*** Begin section ***

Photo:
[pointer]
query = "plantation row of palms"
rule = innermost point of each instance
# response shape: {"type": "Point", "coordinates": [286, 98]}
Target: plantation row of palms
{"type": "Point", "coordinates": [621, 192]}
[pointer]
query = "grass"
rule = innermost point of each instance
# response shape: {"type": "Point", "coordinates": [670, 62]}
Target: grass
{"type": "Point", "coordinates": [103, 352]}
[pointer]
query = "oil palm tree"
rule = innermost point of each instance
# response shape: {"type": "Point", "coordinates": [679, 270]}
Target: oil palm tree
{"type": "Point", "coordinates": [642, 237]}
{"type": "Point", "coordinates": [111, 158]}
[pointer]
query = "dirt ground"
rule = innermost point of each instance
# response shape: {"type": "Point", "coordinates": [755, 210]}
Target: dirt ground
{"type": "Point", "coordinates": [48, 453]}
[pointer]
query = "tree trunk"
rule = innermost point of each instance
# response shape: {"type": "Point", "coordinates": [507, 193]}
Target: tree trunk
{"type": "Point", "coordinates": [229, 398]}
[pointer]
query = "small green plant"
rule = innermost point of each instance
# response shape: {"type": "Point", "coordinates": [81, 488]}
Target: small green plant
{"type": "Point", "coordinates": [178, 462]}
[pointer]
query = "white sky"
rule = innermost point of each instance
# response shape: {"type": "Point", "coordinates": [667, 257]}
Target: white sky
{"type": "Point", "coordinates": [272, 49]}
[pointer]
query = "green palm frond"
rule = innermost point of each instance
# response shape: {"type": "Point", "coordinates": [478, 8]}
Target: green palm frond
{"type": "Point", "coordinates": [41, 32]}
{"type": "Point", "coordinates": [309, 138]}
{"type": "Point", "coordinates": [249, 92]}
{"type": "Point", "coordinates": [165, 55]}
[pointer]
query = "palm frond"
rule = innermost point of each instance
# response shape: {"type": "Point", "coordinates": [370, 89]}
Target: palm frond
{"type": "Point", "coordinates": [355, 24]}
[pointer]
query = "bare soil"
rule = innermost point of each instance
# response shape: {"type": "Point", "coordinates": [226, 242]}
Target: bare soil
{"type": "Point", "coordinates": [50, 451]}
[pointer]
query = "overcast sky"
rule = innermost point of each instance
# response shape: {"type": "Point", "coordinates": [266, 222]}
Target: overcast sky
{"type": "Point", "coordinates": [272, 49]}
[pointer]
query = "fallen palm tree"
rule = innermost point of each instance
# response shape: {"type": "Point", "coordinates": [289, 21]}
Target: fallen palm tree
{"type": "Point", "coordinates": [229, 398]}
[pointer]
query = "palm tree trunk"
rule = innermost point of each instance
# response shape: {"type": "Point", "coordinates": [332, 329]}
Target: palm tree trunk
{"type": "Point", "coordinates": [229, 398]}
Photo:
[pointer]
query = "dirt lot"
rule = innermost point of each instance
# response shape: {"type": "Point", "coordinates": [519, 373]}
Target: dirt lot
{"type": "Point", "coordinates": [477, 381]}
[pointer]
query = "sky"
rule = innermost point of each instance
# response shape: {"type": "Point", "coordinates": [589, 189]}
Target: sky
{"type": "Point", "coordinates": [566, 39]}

*** End section ***

Every line above must be reproduced exactly as it stands.

**RESULT OF THIS EXERCISE**
Photo:
[pointer]
query = "plantation row of palms"
rule = innermost point of each instance
# response shape: {"type": "Point", "coordinates": [286, 98]}
Target: plantation row of palms
{"type": "Point", "coordinates": [621, 192]}
[pointer]
query = "grass"
rule = innermost point of each instance
# response shape: {"type": "Point", "coordinates": [670, 62]}
Target: grass
{"type": "Point", "coordinates": [103, 352]}
[pointer]
query = "oil palm tree"
rule = innermost point of each instance
# response shape: {"type": "Point", "coordinates": [679, 270]}
Target: oil palm tree
{"type": "Point", "coordinates": [642, 237]}
{"type": "Point", "coordinates": [111, 158]}
[pointer]
query = "dirt ground"
rule = innermost point of each instance
# response shape: {"type": "Point", "coordinates": [755, 210]}
Target: dirt ground
{"type": "Point", "coordinates": [48, 453]}
[pointer]
query = "tree trunk"
rule = innermost point of each instance
# response shape: {"type": "Point", "coordinates": [507, 193]}
Target: tree trunk
{"type": "Point", "coordinates": [229, 398]}
[pointer]
query = "small green plant"
rule = innermost point of each instance
# response shape: {"type": "Point", "coordinates": [81, 488]}
Target: small green plant
{"type": "Point", "coordinates": [178, 462]}
[pointer]
query = "white sky"
rule = innermost point of each instance
# response shape: {"type": "Point", "coordinates": [667, 257]}
Target: white sky
{"type": "Point", "coordinates": [272, 49]}
[pointer]
query = "green palm frond"
rule = innermost point of each instance
# response shape: {"type": "Point", "coordinates": [478, 8]}
Target: green palm frond
{"type": "Point", "coordinates": [41, 32]}
{"type": "Point", "coordinates": [309, 138]}
{"type": "Point", "coordinates": [249, 92]}
{"type": "Point", "coordinates": [165, 55]}
[pointer]
query = "palm frond"
rule = innermost point of each instance
# response shape: {"type": "Point", "coordinates": [370, 89]}
Target: palm frond
{"type": "Point", "coordinates": [355, 24]}
[pointer]
query = "bare soil"
rule = innermost point of each instance
# response shape: {"type": "Point", "coordinates": [226, 242]}
Target: bare soil
{"type": "Point", "coordinates": [50, 451]}
[pointer]
query = "overcast sky"
rule = innermost point of each instance
# response shape: {"type": "Point", "coordinates": [266, 222]}
Target: overcast sky
{"type": "Point", "coordinates": [272, 49]}
[pointer]
query = "fallen palm tree"
rule = innermost point of each instance
# response shape: {"type": "Point", "coordinates": [289, 21]}
Target: fallen palm tree
{"type": "Point", "coordinates": [229, 398]}
[pointer]
query = "palm tree trunk"
rule = innermost point of each instance
# response shape: {"type": "Point", "coordinates": [332, 329]}
Target: palm tree trunk
{"type": "Point", "coordinates": [229, 398]}
Photo:
[pointer]
query = "dirt lot"
rule = innermost point of each instance
# response shape: {"type": "Point", "coordinates": [519, 373]}
Target: dirt lot
{"type": "Point", "coordinates": [477, 381]}
[pointer]
query = "sky"
rule = innermost point of each instance
# response shape: {"type": "Point", "coordinates": [589, 189]}
Target: sky
{"type": "Point", "coordinates": [566, 39]}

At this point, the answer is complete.